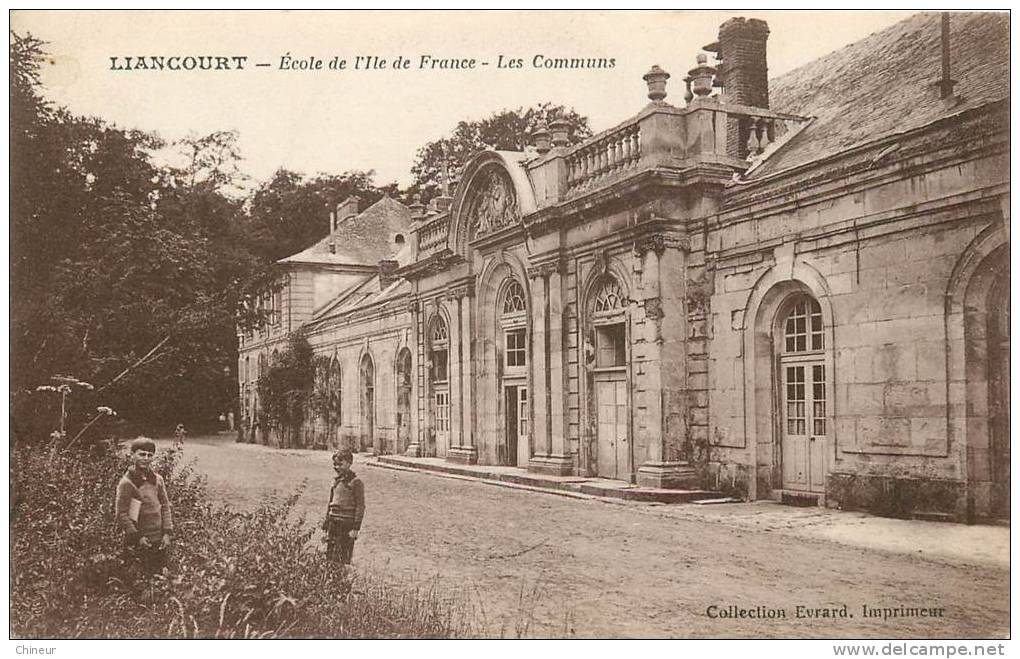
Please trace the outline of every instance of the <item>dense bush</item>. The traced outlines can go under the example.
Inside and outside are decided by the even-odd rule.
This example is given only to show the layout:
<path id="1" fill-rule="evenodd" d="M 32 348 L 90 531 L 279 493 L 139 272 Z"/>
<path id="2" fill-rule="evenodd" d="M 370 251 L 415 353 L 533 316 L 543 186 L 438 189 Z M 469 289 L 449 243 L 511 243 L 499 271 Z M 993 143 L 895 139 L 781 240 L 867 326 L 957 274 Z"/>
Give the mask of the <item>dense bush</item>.
<path id="1" fill-rule="evenodd" d="M 209 504 L 161 452 L 174 505 L 172 567 L 125 571 L 113 515 L 127 460 L 113 445 L 11 455 L 11 635 L 22 638 L 435 638 L 468 633 L 457 601 L 326 563 L 291 514 L 300 493 L 252 512 Z"/>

◇ ◇ ◇ ◇

DIRECTIONS FOR THIS TASK: Once the pictures are removed, return the entries exactly as they stand.

TASK ANSWER:
Please trace the outline of every instance of the <item>dense bush</item>. The traced outlines can go under the example.
Inside and outside are decided by the even-odd rule.
This example is given only to show the layout:
<path id="1" fill-rule="evenodd" d="M 32 348 L 90 531 L 279 493 L 139 272 Z"/>
<path id="2" fill-rule="evenodd" d="M 370 251 L 415 353 L 533 316 L 543 186 L 438 189 Z M 469 289 L 449 243 L 511 243 L 499 271 Z M 993 143 L 895 139 L 781 240 L 867 326 L 957 274 Z"/>
Give the mask of the <item>dense bush</item>.
<path id="1" fill-rule="evenodd" d="M 209 504 L 161 452 L 174 505 L 172 567 L 125 571 L 113 515 L 127 460 L 113 445 L 11 455 L 11 635 L 22 638 L 435 638 L 468 633 L 457 601 L 326 563 L 291 514 L 300 493 L 252 512 Z"/>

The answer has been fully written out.